▼

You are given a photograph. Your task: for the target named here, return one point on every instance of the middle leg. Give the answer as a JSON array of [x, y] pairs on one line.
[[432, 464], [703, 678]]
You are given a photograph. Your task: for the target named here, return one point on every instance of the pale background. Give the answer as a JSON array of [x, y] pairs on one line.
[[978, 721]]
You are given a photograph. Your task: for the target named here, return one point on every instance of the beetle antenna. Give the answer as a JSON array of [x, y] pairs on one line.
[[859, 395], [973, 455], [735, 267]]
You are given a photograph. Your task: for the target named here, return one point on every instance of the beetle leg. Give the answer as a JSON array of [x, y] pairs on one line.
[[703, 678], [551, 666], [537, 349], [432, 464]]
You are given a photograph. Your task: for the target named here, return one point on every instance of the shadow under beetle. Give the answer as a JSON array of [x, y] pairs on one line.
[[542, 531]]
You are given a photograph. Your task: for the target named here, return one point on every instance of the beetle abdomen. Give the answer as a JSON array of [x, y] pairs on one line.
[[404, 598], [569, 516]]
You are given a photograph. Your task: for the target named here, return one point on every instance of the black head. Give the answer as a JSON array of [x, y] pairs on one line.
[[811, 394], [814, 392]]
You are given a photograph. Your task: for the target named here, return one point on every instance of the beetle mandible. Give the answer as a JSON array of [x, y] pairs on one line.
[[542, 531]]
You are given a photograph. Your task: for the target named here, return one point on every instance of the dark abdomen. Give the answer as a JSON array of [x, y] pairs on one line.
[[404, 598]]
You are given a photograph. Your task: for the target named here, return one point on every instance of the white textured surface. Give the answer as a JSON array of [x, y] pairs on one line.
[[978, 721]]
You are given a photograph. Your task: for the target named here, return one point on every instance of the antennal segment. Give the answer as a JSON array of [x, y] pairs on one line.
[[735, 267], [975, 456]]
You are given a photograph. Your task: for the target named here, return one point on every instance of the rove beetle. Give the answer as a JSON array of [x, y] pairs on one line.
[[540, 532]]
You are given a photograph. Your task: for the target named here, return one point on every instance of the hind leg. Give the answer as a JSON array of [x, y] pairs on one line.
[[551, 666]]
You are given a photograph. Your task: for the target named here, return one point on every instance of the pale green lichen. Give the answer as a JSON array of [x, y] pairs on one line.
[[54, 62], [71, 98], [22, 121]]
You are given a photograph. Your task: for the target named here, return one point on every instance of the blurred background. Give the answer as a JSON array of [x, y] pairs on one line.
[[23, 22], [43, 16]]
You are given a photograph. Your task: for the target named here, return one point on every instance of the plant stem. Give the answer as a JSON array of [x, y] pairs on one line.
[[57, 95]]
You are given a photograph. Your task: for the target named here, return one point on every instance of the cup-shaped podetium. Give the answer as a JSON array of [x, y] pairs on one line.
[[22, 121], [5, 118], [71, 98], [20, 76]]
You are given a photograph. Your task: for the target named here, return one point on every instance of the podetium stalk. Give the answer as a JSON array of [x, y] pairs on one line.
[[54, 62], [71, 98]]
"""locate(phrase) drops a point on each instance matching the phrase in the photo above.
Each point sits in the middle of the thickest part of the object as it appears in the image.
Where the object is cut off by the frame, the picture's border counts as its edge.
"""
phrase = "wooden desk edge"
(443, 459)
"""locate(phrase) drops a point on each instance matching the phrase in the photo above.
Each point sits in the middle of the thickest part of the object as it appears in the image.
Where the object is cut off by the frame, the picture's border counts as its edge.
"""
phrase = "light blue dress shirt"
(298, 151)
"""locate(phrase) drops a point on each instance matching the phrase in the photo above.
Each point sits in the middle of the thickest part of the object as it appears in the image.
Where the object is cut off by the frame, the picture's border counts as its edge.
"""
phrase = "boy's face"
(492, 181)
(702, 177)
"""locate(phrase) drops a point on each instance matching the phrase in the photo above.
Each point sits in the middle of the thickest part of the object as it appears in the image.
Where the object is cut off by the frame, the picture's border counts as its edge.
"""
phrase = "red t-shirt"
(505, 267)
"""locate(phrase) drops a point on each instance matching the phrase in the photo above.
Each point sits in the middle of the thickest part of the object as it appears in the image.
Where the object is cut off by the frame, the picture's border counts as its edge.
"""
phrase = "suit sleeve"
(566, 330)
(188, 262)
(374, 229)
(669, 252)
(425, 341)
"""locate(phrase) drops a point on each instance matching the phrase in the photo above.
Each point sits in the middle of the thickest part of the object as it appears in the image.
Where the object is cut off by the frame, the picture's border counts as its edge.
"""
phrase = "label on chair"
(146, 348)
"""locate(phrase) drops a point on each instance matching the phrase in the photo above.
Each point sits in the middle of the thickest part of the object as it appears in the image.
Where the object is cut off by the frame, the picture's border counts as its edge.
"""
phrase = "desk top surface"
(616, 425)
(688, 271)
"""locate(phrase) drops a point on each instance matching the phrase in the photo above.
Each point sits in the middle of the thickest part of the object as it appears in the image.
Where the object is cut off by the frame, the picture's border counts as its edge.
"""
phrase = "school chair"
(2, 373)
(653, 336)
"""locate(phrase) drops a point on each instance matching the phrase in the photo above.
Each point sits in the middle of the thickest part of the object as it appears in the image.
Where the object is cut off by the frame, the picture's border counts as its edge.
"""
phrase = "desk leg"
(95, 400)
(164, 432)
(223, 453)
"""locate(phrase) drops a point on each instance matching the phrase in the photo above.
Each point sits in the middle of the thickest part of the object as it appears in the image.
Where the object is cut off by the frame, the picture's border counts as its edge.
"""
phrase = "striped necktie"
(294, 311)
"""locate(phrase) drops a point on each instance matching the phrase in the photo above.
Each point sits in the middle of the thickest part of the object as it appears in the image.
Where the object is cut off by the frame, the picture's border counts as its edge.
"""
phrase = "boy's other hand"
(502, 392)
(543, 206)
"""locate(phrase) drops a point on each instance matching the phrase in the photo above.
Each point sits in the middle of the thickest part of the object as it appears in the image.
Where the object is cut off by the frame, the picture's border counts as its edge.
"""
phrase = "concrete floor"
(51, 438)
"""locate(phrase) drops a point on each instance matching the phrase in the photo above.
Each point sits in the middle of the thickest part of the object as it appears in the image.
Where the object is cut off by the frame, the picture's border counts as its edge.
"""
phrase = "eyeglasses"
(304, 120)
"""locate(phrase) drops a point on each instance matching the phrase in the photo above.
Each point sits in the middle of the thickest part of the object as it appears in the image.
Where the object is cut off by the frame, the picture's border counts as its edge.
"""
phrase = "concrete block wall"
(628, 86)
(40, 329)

▲

DIRECTIONS FOR THIS TASK:
Switch every "thickest part" in the lines above to "widest part" and reproduce the lines with all else unchanged.

EXPECTED ANSWER:
You are given a photograph. Your task: for the target named here, return one point on every instance of the middle leg. Give the answer as a JSON array of [x, y] pairs on one line.
[[432, 464], [703, 678]]
You are given a photograph. Your task: for the target named here, return one point on every instance of the pale background. Give the answer as a JSON array of [x, y] pairs on one line.
[[978, 721]]
You are given a photograph. Your task: for the target named here, return one point on every instance of the beetle antenna. Give the answer as a JSON array of [x, y] pairs on one line.
[[859, 395], [973, 455], [735, 267]]
You are given a photograph. Your task: for the target named here, return one point on every instance of the beetle leg. Give the answer as a JSON array of [x, y] pairs on one line.
[[703, 678], [551, 666], [537, 349], [432, 464]]
You are given a photograph. Your task: for the target named here, return one point on every instance of the shadow under beetle. Give the answer as a JSON array of [x, y] pairs on one line.
[[542, 531]]
You are given a photograph. Your task: for the target named here, return one point on every instance of the beetle abdomen. Give the answer as a JSON array of [x, y] pairs on one line.
[[404, 598], [569, 516]]
You are given a photograph. Your task: for the target named here, return one point on every instance of the black head. Give the answer as a JSON array of [x, y] pairs on one line.
[[811, 394], [814, 392]]
You are given a photograph. Your task: for the target named here, return one point on every instance of the beetle mandible. Give the answer as a JSON array of [x, y] pairs on one line.
[[542, 531]]
You are given a photograph. Your task: for the target named here, return one point on every instance of the dark abdomen. Give the answer as a JSON array of [x, y] pairs on one line.
[[404, 598]]
You are given a photograph. Your task: for the target named here, return one point on every instance of the white textured surface. Give the answer as a JSON array of [x, y] pairs on one line.
[[978, 721]]
You are given a photograph. Your task: for the target named here, return one point on every instance of the antennal segment. Give the answer as a JSON array of [x, y] pairs on one line.
[[735, 267], [975, 456]]
You are given a photograph. Your task: for the target named here, return one point on every instance of the rove beetle. Give the answer as a JSON array of [x, y] pairs on one line.
[[540, 532]]
You are given a photograph. Your task: for the target named here, return one point on every instance of the hind leg. Give the answer as a JSON array of [x, y] pairs on one line.
[[551, 666]]
You are given a photograph. Your task: for the target named here, return one point on every instance of the pale green lichen. Give the answer as a JSON array of [x, y] pairs on one line.
[[54, 62], [71, 98], [22, 121]]
You are given a photograph. Your task: for the target named here, return one point on every instance of the blurred background. Give the answer as a JSON array of [x, y] pairs on one line.
[[23, 22], [43, 16]]
You are given a photograph. Your task: for the target named here, return one point on every instance of the plant stem. Give the answer as a JSON array of [x, y] pairs on one line.
[[57, 95]]
You are given a photograph. Your task: for the target named here, return one point on every instance of the cup-shaped podetium. Give the answer as a JSON array of [x, y] pairs on one line.
[[22, 121], [5, 118], [71, 98], [20, 76]]
You are given a photograph. Your task: for the target named here, return one point on every instance of the podetium stalk. Give the answer as a JSON array of [x, y] pairs on one line.
[[54, 62], [71, 98]]
"""locate(phrase) drops a point on each instance matching the phrase in the photo above.
Each point sits in the middle of the widest part of the object as it appears in the image.
Where the object is cut off by the frame, the picture's border counts as its edge.
"""
phrase = "wooden desk edge"
(443, 459)
"""locate(phrase) drops a point on each instance matching the phrase in the photo above.
Each point sits in the middle of the widest part of the object as it appears in the image.
Where the object is cut off by the frame, the picture's border counts as its edge.
"""
phrase = "light blue dress shirt"
(298, 151)
"""locate(phrase) drops a point on each instance matching the phrase in the photo above.
Each point sits in the middle of the widest part of the object as it appears in the image.
Where the object is cut off by the frame, the picture's border counts as its edge.
"""
phrase = "boy's face"
(492, 181)
(702, 177)
"""locate(phrase) drops a point on each instance matching the phrase in the photo above.
Each point sits in the middle of the widest part of the object as it appears in the image.
Where the object is cut off by the frame, the picture's border counts as its edge.
"""
phrase = "red t-shirt"
(505, 267)
"""locate(phrase) drops a point on each instance matching the phrase in the photo above.
Each point sits in the middle of the widest part of the object as it appears in the image.
Where the object is cut off by the frame, the picture's border counts as its edge.
"""
phrase = "suit sleeve"
(566, 330)
(188, 262)
(374, 229)
(669, 252)
(425, 341)
"""locate(phrase) drops a point on each instance matching the phrase in the photo above.
Each point sits in the middle of the widest part of the object as it appears in the image.
Where the object is cut off by the frame, the picture's border counts as its edge.
"""
phrase = "label on chair"
(146, 348)
"""locate(phrase) drops a point on each instance matching the phrase in the photo above.
Each point sits in the middle of the widest part of the object as it appears in the image.
Where the object is cut off by the frame, the picture's border counts as its edge.
"""
phrase = "desk top surface"
(616, 425)
(688, 271)
"""locate(phrase) drops a point on each instance matching the phrase in the photo above.
Each point sits in the middle of the widest part of the object as it appears in the image.
Where the object is cut off by the frame, the picture's border counts as its edge.
"""
phrase = "school chair"
(2, 373)
(653, 336)
"""locate(phrase) drops a point on each instance matching the phrase in the photo above.
Each point sits in the middle of the widest part of the object as it appears in the image.
Where the object is cut off by the frame, the picture's border counts as its edge.
"""
phrase = "desk leg"
(95, 400)
(164, 432)
(223, 453)
"""locate(phrase) drops a point on each instance matching the phrase in the photo above.
Each point sits in the middle of the widest part of the object as it appears in the image.
Where the object is cut off by the frame, the picture's border counts as its edge.
"""
phrase = "striped necktie"
(294, 311)
"""locate(phrase) drops a point on each instance matching the phrase in the photo above.
Each point sits in the middle of the widest part of the object as it appears in the image.
Where the object is cut off by the frame, the picture's border counts as its edge.
"""
phrase = "boy's other hand"
(502, 392)
(543, 206)
"""locate(phrase) drops a point on each instance matching the phrase in the photo above.
Each point sits in the middle of the widest part of the object as it appears in the image.
Where the object is cut off by the frame, the picture's border counts as its edge.
"""
phrase = "concrete floor"
(51, 438)
"""locate(phrase) drops a point on each instance matching the phrase in the photo above.
Each point sits in the middle of the widest part of the object as it appears in the image.
Where the object is cut off by the frame, the picture's border counts as its edge.
"""
phrase = "eyeglasses"
(304, 120)
"""locate(phrase) drops a point on each instance matching the phrase in the photo above.
Each point sits in the middle of the widest part of the object as it appears in the image.
Where the object is cut off by the frame, the picture's border counts as its edge.
"""
phrase = "concrete block wall"
(628, 86)
(40, 329)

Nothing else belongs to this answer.